> _Input_:
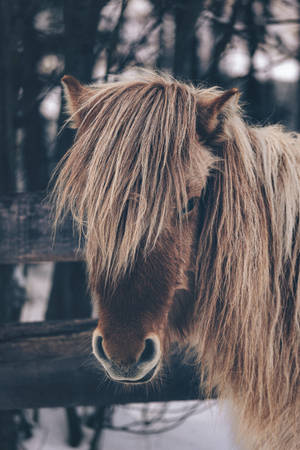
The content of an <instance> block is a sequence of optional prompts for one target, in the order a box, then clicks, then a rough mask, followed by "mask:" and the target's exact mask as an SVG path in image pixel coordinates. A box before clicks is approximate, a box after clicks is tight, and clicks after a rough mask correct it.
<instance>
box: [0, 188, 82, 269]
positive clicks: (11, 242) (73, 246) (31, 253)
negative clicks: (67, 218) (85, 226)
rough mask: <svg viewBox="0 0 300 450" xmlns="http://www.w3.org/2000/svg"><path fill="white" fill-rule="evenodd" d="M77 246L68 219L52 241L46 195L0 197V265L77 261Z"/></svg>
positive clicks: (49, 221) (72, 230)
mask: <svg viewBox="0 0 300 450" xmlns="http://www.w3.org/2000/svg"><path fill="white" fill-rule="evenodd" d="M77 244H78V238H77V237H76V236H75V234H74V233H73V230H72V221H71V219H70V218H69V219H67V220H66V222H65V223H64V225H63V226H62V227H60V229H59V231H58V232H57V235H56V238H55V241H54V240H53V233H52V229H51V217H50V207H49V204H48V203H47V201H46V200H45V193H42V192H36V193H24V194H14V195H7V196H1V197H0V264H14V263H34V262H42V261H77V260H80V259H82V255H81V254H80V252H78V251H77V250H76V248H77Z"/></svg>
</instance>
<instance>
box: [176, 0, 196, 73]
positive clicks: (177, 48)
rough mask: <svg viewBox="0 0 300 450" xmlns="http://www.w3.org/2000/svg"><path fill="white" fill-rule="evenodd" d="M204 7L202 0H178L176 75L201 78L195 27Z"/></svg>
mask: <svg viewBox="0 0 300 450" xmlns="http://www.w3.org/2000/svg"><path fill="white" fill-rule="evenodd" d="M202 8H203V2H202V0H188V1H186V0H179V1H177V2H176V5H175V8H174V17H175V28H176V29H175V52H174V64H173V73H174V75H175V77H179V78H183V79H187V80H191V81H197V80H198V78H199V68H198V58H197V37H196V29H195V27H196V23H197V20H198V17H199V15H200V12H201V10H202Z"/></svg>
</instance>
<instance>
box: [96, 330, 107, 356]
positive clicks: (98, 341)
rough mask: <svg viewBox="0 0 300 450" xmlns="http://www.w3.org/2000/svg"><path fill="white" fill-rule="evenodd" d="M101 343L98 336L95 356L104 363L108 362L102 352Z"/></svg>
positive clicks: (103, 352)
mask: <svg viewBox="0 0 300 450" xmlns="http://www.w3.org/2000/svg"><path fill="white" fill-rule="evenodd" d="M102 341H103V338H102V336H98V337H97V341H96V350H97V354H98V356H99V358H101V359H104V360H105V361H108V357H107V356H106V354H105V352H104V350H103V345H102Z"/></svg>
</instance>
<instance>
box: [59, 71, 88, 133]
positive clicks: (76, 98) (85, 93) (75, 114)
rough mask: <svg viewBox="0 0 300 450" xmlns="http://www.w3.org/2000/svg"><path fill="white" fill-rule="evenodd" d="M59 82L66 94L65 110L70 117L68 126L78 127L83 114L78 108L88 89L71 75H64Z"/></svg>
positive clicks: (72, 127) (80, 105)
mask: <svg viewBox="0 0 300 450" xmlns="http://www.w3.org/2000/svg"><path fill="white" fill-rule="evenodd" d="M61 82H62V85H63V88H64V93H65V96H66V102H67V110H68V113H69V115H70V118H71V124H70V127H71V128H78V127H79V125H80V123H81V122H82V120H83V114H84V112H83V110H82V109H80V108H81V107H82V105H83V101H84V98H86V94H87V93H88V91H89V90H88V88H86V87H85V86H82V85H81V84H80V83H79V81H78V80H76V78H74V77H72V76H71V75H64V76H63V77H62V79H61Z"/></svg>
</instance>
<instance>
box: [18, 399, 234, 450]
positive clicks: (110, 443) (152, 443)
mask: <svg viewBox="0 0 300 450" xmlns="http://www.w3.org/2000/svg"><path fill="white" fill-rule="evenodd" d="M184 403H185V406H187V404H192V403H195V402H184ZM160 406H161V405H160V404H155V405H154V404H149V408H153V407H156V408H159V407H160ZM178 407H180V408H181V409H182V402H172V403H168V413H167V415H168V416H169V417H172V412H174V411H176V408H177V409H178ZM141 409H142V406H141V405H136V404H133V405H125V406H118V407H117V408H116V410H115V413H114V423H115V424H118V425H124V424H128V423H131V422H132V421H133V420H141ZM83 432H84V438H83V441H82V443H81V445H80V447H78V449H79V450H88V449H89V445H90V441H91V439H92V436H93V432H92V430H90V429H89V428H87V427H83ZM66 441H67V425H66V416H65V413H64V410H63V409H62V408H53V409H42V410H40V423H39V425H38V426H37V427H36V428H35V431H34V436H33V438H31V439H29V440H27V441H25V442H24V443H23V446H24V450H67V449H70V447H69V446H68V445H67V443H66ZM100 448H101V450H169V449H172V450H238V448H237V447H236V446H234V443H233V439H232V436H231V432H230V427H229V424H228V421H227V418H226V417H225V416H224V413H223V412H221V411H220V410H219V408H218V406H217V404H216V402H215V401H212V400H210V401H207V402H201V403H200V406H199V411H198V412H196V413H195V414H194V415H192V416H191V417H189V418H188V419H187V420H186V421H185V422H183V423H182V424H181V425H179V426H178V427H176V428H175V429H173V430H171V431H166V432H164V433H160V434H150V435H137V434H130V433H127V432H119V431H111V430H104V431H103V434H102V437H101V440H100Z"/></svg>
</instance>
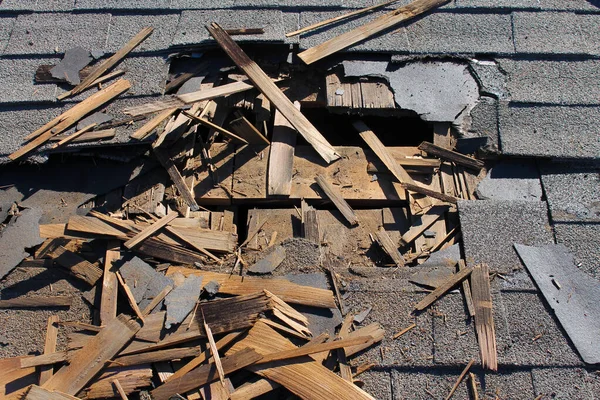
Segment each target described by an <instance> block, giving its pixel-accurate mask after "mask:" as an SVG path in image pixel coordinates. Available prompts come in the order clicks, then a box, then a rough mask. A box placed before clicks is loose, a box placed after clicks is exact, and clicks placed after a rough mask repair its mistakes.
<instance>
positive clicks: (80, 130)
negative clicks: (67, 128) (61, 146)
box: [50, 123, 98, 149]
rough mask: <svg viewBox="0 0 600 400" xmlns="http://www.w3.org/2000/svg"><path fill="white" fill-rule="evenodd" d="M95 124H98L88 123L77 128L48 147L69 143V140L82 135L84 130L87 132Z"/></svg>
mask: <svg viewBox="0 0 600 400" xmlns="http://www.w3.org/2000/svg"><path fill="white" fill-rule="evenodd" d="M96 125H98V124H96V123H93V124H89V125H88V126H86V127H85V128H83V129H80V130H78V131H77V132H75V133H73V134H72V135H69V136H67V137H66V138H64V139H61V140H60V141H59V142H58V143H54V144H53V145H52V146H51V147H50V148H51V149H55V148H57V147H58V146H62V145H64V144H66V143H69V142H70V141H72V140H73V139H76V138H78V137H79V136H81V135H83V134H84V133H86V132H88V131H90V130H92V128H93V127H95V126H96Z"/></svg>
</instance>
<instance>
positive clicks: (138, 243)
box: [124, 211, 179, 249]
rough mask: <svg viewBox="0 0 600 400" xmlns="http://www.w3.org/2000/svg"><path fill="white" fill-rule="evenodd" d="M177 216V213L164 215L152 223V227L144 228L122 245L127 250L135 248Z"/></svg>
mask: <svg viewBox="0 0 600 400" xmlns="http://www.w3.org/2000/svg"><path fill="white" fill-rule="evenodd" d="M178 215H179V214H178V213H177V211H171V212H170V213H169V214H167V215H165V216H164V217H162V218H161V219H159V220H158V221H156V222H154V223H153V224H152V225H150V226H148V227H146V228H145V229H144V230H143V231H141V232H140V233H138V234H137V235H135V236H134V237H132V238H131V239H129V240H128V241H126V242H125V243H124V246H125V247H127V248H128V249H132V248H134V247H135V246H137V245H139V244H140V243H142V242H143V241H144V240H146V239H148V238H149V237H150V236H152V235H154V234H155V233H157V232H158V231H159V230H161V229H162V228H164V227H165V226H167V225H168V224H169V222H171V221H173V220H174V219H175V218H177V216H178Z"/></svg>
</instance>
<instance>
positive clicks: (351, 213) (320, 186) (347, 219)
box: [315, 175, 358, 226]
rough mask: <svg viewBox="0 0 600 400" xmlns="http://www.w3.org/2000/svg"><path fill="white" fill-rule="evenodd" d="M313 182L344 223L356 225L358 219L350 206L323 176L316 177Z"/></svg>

> _What is being asked_: Please pull out every line of the records that contains the word "negative", and copy each such line in full.

> _Expected output_:
negative clicks: (67, 218) (85, 226)
negative clicks: (67, 128) (61, 146)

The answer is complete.